Task to complete
In the material that follows, how many lines contain the string "below"? Reply with the number only.

Listed entries
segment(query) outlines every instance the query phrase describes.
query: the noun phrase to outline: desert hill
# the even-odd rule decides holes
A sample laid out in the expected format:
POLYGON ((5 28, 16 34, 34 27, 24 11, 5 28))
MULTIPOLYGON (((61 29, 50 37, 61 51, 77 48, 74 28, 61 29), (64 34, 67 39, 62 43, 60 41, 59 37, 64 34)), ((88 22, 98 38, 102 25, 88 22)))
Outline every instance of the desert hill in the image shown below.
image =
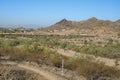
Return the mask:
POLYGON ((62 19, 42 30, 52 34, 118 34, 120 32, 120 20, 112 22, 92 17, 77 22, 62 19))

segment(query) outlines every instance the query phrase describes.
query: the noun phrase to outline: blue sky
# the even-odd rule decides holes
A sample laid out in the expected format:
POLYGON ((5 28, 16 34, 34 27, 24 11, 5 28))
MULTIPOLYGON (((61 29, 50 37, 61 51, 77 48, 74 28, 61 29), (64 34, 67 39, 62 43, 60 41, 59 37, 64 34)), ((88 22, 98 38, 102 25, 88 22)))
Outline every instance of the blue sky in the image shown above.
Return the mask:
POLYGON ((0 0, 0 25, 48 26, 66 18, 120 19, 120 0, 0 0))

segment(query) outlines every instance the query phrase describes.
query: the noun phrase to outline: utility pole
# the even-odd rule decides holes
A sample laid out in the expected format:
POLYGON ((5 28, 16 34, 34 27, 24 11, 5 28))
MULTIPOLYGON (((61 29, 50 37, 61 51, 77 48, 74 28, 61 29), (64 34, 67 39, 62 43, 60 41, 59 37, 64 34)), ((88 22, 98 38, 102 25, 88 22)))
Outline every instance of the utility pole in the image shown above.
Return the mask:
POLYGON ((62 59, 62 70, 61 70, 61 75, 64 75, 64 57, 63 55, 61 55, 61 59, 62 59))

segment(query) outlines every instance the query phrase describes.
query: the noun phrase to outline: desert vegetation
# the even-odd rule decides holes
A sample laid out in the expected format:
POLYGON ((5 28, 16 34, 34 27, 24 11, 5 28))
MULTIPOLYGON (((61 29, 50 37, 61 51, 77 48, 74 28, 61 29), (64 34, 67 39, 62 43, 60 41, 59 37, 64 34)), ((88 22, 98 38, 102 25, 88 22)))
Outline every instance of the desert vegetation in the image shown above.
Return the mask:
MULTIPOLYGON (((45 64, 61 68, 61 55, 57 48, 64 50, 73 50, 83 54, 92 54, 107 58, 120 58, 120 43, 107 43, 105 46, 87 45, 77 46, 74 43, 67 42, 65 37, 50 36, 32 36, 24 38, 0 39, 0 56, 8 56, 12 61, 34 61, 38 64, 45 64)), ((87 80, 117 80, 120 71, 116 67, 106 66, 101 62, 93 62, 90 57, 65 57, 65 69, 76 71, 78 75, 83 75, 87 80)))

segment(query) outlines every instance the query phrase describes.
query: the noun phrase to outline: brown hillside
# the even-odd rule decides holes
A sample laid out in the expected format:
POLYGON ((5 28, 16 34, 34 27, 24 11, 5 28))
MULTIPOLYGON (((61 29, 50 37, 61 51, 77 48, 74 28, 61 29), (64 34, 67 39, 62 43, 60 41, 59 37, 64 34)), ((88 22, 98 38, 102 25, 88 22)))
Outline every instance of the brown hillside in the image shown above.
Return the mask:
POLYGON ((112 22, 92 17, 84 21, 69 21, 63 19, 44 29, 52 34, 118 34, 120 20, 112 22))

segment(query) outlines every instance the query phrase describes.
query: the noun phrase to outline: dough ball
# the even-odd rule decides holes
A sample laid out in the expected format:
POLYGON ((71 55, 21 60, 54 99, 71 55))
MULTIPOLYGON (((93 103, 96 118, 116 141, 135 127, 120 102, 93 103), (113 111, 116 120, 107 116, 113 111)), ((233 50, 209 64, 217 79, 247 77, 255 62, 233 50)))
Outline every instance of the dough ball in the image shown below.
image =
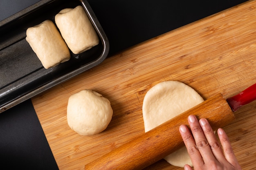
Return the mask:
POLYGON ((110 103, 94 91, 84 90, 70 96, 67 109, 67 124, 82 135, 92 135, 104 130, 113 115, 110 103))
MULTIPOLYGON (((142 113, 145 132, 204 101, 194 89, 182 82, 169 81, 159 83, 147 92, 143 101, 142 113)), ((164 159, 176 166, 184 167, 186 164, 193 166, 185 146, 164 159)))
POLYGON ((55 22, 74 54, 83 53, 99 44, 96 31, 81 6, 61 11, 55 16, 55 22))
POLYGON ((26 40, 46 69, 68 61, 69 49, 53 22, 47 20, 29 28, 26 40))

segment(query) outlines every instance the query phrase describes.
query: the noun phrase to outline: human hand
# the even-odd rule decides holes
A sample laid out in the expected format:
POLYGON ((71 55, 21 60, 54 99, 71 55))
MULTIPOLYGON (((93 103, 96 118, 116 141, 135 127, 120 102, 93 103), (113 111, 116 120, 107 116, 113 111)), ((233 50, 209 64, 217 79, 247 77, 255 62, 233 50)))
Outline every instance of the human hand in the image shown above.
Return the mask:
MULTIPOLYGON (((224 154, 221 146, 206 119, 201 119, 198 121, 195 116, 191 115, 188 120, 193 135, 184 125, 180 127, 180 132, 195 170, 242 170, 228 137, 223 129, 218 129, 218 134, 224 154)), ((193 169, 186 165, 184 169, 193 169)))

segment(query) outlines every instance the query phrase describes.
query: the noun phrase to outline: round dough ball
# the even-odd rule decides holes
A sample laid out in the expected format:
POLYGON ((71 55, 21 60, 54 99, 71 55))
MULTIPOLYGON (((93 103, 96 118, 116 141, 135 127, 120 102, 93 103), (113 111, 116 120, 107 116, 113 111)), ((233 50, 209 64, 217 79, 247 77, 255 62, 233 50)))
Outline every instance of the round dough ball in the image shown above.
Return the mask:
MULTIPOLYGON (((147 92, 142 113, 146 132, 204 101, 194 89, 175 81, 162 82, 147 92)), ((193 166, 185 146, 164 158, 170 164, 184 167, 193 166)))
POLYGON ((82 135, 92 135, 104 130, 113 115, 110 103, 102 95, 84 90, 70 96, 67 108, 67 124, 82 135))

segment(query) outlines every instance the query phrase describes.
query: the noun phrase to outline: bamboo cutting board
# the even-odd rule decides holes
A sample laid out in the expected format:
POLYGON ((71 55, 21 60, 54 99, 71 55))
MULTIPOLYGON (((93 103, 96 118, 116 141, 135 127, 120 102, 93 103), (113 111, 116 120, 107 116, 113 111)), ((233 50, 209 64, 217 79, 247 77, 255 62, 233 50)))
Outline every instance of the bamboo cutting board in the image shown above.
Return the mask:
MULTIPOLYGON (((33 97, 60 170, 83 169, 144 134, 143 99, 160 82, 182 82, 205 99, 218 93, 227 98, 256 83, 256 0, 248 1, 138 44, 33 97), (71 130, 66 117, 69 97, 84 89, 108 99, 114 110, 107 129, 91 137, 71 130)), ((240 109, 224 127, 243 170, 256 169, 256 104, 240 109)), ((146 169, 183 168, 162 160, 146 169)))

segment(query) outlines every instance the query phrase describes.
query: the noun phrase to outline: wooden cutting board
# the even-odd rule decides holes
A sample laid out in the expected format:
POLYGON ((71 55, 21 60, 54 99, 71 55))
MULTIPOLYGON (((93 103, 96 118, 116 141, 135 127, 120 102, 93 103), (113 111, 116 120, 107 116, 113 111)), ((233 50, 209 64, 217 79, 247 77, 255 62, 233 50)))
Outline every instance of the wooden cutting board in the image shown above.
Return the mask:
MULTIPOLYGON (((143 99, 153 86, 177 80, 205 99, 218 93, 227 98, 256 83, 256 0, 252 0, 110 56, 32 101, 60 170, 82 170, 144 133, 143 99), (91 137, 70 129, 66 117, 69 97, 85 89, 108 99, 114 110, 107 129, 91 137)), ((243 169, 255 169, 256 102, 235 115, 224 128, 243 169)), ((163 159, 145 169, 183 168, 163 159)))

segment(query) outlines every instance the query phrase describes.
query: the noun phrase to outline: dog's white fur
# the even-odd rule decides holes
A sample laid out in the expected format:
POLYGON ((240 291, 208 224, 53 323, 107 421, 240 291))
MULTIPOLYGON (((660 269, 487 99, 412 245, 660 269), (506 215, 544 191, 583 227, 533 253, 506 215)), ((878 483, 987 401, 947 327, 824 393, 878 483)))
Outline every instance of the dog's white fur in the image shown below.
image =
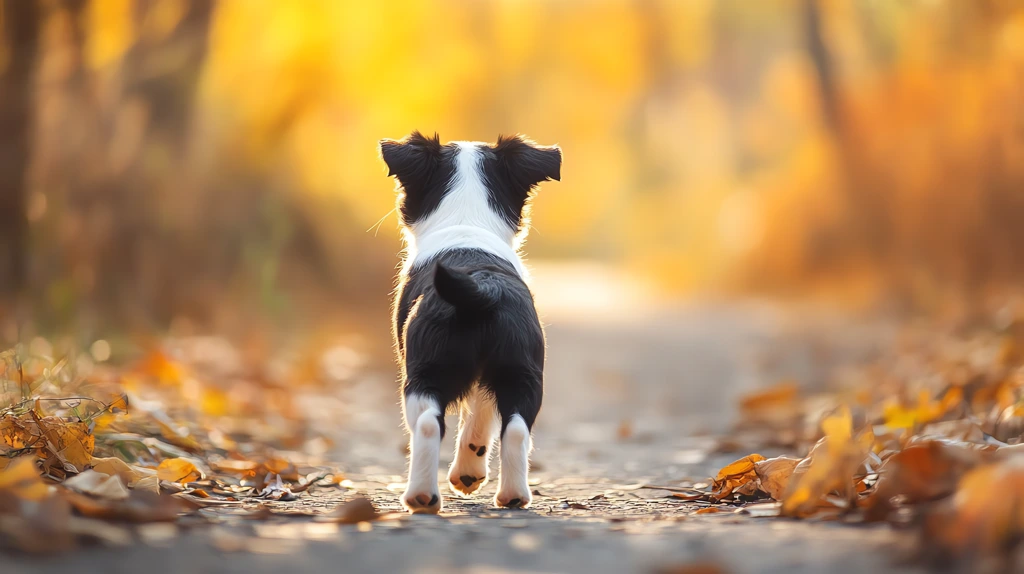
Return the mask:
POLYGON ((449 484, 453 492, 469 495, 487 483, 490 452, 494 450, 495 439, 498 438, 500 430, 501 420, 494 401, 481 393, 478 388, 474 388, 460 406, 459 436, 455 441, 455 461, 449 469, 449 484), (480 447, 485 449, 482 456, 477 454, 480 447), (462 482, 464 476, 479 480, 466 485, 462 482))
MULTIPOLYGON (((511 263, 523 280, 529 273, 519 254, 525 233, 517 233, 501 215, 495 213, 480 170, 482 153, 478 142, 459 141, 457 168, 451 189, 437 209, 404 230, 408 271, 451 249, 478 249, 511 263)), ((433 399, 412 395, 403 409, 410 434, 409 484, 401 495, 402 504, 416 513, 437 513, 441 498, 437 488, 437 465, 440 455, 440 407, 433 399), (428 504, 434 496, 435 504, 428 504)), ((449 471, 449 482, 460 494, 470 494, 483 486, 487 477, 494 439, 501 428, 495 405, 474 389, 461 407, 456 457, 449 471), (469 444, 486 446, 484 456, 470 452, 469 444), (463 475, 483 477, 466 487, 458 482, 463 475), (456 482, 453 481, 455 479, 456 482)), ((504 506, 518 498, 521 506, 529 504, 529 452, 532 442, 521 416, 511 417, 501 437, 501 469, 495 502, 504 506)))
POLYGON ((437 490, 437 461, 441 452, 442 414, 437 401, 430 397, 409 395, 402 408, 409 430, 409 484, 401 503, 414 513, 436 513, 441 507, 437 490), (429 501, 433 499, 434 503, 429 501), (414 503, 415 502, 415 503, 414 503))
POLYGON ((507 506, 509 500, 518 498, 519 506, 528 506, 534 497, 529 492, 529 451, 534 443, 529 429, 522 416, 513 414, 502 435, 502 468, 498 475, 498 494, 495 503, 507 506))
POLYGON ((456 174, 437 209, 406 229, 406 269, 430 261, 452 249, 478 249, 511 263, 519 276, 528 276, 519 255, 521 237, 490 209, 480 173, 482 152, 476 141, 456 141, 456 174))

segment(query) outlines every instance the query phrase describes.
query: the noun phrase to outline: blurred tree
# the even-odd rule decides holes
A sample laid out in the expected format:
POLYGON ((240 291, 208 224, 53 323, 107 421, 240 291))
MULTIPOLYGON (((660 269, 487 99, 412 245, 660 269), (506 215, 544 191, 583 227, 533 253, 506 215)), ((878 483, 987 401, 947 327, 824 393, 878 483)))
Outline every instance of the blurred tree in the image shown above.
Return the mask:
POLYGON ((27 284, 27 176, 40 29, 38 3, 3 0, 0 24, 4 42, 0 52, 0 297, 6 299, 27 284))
...
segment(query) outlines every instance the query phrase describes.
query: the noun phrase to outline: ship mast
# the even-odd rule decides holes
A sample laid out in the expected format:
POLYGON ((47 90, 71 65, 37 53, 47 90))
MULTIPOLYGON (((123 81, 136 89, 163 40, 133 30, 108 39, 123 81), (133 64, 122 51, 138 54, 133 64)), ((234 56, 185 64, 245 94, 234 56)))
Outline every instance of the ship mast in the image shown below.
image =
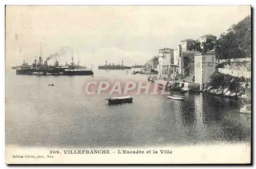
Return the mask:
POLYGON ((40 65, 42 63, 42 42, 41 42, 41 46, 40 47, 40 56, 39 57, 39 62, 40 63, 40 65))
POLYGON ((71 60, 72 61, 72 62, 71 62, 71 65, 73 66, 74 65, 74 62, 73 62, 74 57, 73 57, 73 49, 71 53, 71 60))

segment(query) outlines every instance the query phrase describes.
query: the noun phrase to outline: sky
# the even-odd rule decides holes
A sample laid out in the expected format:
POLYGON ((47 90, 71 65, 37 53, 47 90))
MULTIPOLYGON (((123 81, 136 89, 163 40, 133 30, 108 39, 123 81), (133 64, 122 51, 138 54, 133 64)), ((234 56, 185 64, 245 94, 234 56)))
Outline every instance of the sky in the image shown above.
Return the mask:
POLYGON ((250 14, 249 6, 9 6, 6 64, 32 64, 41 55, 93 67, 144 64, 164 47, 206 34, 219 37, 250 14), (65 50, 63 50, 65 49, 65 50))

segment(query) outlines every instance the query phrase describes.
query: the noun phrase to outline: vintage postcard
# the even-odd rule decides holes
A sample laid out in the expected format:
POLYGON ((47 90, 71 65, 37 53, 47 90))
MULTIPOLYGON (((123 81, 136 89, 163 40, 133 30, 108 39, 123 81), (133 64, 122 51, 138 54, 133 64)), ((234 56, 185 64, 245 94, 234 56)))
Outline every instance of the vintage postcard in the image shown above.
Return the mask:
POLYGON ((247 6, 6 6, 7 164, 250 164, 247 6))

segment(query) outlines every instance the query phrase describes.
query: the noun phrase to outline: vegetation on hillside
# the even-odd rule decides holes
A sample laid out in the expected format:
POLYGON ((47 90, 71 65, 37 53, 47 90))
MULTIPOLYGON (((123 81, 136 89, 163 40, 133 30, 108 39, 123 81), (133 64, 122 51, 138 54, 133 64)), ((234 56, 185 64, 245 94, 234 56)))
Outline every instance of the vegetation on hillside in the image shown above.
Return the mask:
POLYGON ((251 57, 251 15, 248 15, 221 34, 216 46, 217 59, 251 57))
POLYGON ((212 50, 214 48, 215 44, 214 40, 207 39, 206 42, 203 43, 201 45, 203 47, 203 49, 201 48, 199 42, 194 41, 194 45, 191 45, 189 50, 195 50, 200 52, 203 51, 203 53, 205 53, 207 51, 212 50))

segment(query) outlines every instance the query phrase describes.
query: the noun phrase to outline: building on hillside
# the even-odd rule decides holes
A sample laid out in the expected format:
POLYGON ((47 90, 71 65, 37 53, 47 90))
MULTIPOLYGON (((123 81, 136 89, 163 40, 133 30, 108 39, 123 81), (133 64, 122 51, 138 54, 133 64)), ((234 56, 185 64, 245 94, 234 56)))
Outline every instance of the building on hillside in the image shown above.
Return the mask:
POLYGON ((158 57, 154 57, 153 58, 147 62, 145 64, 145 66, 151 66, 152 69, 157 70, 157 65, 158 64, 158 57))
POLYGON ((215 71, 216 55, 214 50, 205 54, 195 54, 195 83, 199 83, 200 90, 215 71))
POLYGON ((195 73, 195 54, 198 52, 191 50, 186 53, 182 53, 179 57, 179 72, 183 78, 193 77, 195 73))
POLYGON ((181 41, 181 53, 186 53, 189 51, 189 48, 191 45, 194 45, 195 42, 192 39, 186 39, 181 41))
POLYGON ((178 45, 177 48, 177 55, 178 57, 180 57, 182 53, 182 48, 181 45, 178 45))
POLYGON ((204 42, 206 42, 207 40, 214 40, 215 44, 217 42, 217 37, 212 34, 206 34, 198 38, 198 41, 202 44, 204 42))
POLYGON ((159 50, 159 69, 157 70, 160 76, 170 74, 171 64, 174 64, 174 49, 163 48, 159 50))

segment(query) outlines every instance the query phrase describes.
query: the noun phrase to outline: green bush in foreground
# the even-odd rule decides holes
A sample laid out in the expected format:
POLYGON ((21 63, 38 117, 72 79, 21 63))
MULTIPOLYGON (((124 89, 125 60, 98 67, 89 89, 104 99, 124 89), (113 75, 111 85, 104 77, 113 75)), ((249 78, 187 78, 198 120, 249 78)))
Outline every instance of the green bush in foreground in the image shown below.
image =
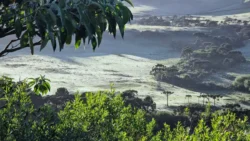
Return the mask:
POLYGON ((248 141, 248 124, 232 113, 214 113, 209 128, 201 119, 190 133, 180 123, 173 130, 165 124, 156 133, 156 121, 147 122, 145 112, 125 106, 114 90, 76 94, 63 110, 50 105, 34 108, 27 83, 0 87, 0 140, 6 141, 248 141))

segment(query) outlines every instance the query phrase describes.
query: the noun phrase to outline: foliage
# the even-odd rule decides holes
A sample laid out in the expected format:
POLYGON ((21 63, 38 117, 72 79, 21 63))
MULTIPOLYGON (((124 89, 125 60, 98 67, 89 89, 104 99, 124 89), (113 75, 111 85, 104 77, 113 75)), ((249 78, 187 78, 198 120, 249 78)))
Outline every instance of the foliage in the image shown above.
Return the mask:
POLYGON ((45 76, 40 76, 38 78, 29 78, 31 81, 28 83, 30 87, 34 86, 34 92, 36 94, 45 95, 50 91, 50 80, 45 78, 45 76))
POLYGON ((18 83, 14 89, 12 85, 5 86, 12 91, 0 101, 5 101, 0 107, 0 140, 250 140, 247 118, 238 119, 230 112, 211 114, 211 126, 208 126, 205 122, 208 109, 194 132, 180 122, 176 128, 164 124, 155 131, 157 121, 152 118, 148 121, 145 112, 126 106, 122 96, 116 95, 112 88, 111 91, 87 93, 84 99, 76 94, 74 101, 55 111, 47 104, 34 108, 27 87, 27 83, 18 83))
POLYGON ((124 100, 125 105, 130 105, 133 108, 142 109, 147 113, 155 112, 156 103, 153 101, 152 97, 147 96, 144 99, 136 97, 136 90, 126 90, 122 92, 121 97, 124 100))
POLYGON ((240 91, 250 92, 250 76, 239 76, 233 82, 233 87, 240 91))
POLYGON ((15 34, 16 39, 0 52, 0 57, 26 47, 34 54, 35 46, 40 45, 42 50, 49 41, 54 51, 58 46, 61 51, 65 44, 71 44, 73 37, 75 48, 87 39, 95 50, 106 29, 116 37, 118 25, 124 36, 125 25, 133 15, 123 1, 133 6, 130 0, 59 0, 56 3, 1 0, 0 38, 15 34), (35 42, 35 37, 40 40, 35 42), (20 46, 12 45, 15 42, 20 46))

Exercise solution
5